GIVEN TASK: The listing below should be printed exactly, every line of it. Skip the pictures.

DATA PROVIDED:
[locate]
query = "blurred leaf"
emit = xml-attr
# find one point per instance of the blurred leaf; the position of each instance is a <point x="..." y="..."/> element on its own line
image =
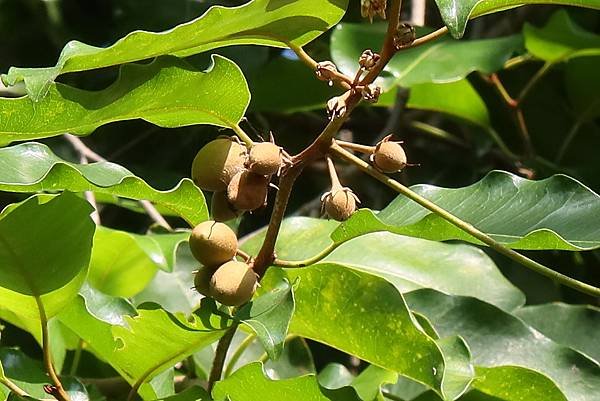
<point x="362" y="315"/>
<point x="167" y="92"/>
<point x="269" y="316"/>
<point x="174" y="291"/>
<point x="457" y="14"/>
<point x="250" y="383"/>
<point x="570" y="325"/>
<point x="497" y="339"/>
<point x="260" y="22"/>
<point x="408" y="263"/>
<point x="443" y="61"/>
<point x="561" y="38"/>
<point x="44" y="254"/>
<point x="32" y="167"/>
<point x="554" y="213"/>
<point x="29" y="375"/>
<point x="458" y="99"/>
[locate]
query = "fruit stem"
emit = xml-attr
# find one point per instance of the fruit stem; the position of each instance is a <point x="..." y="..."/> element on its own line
<point x="220" y="354"/>
<point x="356" y="147"/>
<point x="468" y="228"/>
<point x="242" y="135"/>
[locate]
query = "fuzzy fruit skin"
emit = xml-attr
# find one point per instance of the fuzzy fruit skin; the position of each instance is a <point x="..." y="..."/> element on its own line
<point x="221" y="209"/>
<point x="264" y="158"/>
<point x="202" y="280"/>
<point x="213" y="243"/>
<point x="248" y="190"/>
<point x="233" y="283"/>
<point x="216" y="163"/>
<point x="389" y="157"/>
<point x="340" y="205"/>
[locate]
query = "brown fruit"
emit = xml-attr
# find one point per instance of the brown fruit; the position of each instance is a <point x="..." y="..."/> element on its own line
<point x="389" y="157"/>
<point x="340" y="203"/>
<point x="233" y="283"/>
<point x="213" y="243"/>
<point x="217" y="162"/>
<point x="265" y="158"/>
<point x="248" y="190"/>
<point x="202" y="280"/>
<point x="221" y="209"/>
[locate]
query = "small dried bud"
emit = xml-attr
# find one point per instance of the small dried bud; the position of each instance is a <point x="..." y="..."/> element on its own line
<point x="405" y="35"/>
<point x="326" y="71"/>
<point x="370" y="8"/>
<point x="339" y="203"/>
<point x="368" y="59"/>
<point x="371" y="93"/>
<point x="336" y="107"/>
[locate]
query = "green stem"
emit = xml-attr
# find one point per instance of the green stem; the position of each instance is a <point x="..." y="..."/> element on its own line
<point x="466" y="227"/>
<point x="60" y="392"/>
<point x="238" y="354"/>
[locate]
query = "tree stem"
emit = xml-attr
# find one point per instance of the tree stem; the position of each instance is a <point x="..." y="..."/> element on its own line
<point x="468" y="228"/>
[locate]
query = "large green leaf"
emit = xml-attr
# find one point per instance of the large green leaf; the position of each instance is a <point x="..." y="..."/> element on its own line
<point x="408" y="263"/>
<point x="167" y="92"/>
<point x="362" y="315"/>
<point x="262" y="22"/>
<point x="442" y="61"/>
<point x="560" y="39"/>
<point x="555" y="213"/>
<point x="497" y="339"/>
<point x="250" y="384"/>
<point x="456" y="14"/>
<point x="44" y="254"/>
<point x="571" y="325"/>
<point x="32" y="167"/>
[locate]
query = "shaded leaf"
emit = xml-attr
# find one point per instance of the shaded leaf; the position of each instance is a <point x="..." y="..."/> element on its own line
<point x="167" y="92"/>
<point x="32" y="167"/>
<point x="269" y="316"/>
<point x="442" y="61"/>
<point x="261" y="22"/>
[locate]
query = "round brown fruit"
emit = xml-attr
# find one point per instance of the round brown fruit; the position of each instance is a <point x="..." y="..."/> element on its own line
<point x="265" y="158"/>
<point x="389" y="157"/>
<point x="217" y="162"/>
<point x="233" y="283"/>
<point x="248" y="190"/>
<point x="221" y="209"/>
<point x="213" y="243"/>
<point x="340" y="204"/>
<point x="202" y="280"/>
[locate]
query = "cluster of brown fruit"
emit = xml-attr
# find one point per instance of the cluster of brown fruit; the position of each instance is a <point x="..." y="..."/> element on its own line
<point x="239" y="176"/>
<point x="221" y="277"/>
<point x="387" y="156"/>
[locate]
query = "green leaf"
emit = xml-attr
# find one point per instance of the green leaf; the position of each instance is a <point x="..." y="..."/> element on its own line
<point x="269" y="316"/>
<point x="570" y="325"/>
<point x="167" y="92"/>
<point x="445" y="60"/>
<point x="362" y="315"/>
<point x="498" y="339"/>
<point x="560" y="39"/>
<point x="44" y="253"/>
<point x="261" y="22"/>
<point x="32" y="167"/>
<point x="408" y="263"/>
<point x="250" y="383"/>
<point x="555" y="213"/>
<point x="456" y="14"/>
<point x="29" y="375"/>
<point x="458" y="99"/>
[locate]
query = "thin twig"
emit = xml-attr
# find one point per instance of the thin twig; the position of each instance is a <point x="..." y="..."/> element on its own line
<point x="84" y="150"/>
<point x="464" y="226"/>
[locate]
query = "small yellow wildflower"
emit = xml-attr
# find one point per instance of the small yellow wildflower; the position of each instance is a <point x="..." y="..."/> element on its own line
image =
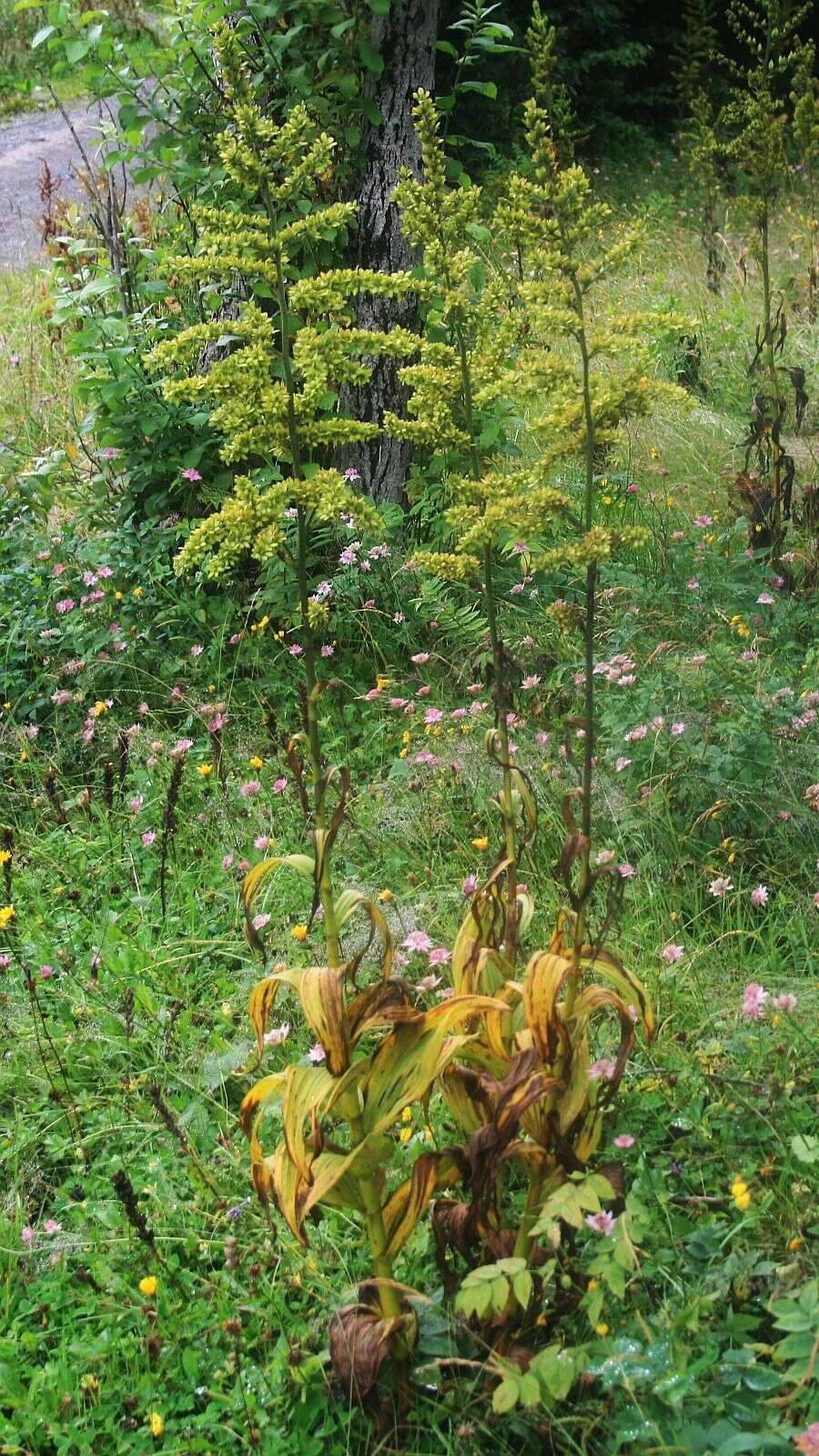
<point x="739" y="1193"/>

EXERCISE OUTPUT:
[locate]
query = "blurred leaf"
emit = xml-attr
# find one point per instance of the blurred leaf; the position of each instance is a <point x="..." y="..."/> element on its own line
image =
<point x="362" y="315"/>
<point x="167" y="92"/>
<point x="269" y="316"/>
<point x="174" y="291"/>
<point x="457" y="14"/>
<point x="250" y="383"/>
<point x="570" y="325"/>
<point x="497" y="339"/>
<point x="260" y="22"/>
<point x="408" y="263"/>
<point x="443" y="61"/>
<point x="561" y="38"/>
<point x="44" y="254"/>
<point x="32" y="167"/>
<point x="554" y="213"/>
<point x="29" y="375"/>
<point x="458" y="99"/>
[locate]
query = "fruit stem"
emit = xml-attr
# find one point per instance of the fruit stem; the position of each instance is a <point x="..." y="..."/> element on its own line
<point x="220" y="354"/>
<point x="356" y="147"/>
<point x="468" y="228"/>
<point x="242" y="135"/>
[locate]
query = "fuzzy fruit skin"
emit = xml-attr
# find one point per instance of the fuzzy fruit skin; the position of each instance is a <point x="..." y="..."/> element on its own line
<point x="221" y="209"/>
<point x="264" y="158"/>
<point x="202" y="280"/>
<point x="213" y="243"/>
<point x="248" y="190"/>
<point x="233" y="283"/>
<point x="216" y="163"/>
<point x="389" y="157"/>
<point x="340" y="205"/>
[locate]
query = "brown fruit"
emit = xml-attr
# find one point per instance of the brown fruit; the position of each instance is a <point x="..." y="..."/> element on its own line
<point x="389" y="157"/>
<point x="340" y="203"/>
<point x="233" y="283"/>
<point x="213" y="243"/>
<point x="217" y="162"/>
<point x="265" y="158"/>
<point x="248" y="190"/>
<point x="202" y="280"/>
<point x="221" y="209"/>
[locate]
query = "small dried bud"
emit = xml-attr
# find one point per instance of the small dried bud; the position of each instance is a <point x="..." y="..."/> element on its own line
<point x="405" y="35"/>
<point x="326" y="71"/>
<point x="370" y="8"/>
<point x="339" y="203"/>
<point x="368" y="59"/>
<point x="371" y="93"/>
<point x="336" y="107"/>
[locate]
query = "green stem"
emit = xml-attr
# find one point per instance of the green stem; the position of each instance is a <point x="..." y="..."/> element on its own line
<point x="466" y="227"/>
<point x="60" y="392"/>
<point x="238" y="354"/>
[locate]
query = "tree stem"
emit = xml-attr
# find one point per instance of the tree stem; the position of each instance is a <point x="..." y="..."/> element on its own line
<point x="468" y="228"/>
[locate]
query = "large green leaf"
emit = xml-attr
# find one point per instance of the large green leaf; the position of each instance is a <point x="..." y="..."/> element on its own line
<point x="408" y="263"/>
<point x="167" y="92"/>
<point x="362" y="315"/>
<point x="262" y="22"/>
<point x="442" y="61"/>
<point x="560" y="39"/>
<point x="555" y="213"/>
<point x="497" y="339"/>
<point x="250" y="384"/>
<point x="456" y="14"/>
<point x="44" y="254"/>
<point x="571" y="325"/>
<point x="32" y="167"/>
[locate]
query = "shaded leaf"
emit = xml-attr
# find one point per instance of the shaded leaf; the position of each instance is a <point x="..." y="..."/> element on its own line
<point x="167" y="92"/>
<point x="32" y="167"/>
<point x="269" y="316"/>
<point x="442" y="61"/>
<point x="261" y="22"/>
[locate]
query = "round brown fruit"
emit = xml-attr
# find one point per instance of the round brown fruit; the position of each instance is a <point x="..." y="..."/> element on its own line
<point x="265" y="158"/>
<point x="389" y="157"/>
<point x="217" y="162"/>
<point x="233" y="283"/>
<point x="248" y="190"/>
<point x="221" y="209"/>
<point x="213" y="243"/>
<point x="340" y="204"/>
<point x="202" y="280"/>
[locate]
query = "cluster of brown fruit"
emit = xml-attr
# find one point per instance of the cluster of brown fruit; the position of each instance is a <point x="..." y="..."/> element on its own line
<point x="239" y="176"/>
<point x="221" y="277"/>
<point x="387" y="156"/>
[locate]
query = "green leaf"
emit = xml-attr
# find one point per instance of the green leaf; the position of each instance is a <point x="..." y="..."/> element on its own line
<point x="269" y="316"/>
<point x="570" y="325"/>
<point x="167" y="92"/>
<point x="445" y="60"/>
<point x="362" y="315"/>
<point x="498" y="339"/>
<point x="560" y="39"/>
<point x="44" y="253"/>
<point x="261" y="22"/>
<point x="32" y="167"/>
<point x="408" y="263"/>
<point x="250" y="383"/>
<point x="555" y="213"/>
<point x="456" y="14"/>
<point x="29" y="375"/>
<point x="458" y="99"/>
[locate]
query = "thin twig"
emit = xml-attr
# find one point per instance of the thin twig; the position of each instance is a <point x="..." y="..."/> element on its own line
<point x="84" y="150"/>
<point x="464" y="226"/>
[locate]
query = "small yellow wildflower"
emit = xml-attr
# find one point per instance of the small yellow wildflower; the position of each instance is a <point x="..." y="..."/> element on its own line
image =
<point x="739" y="1193"/>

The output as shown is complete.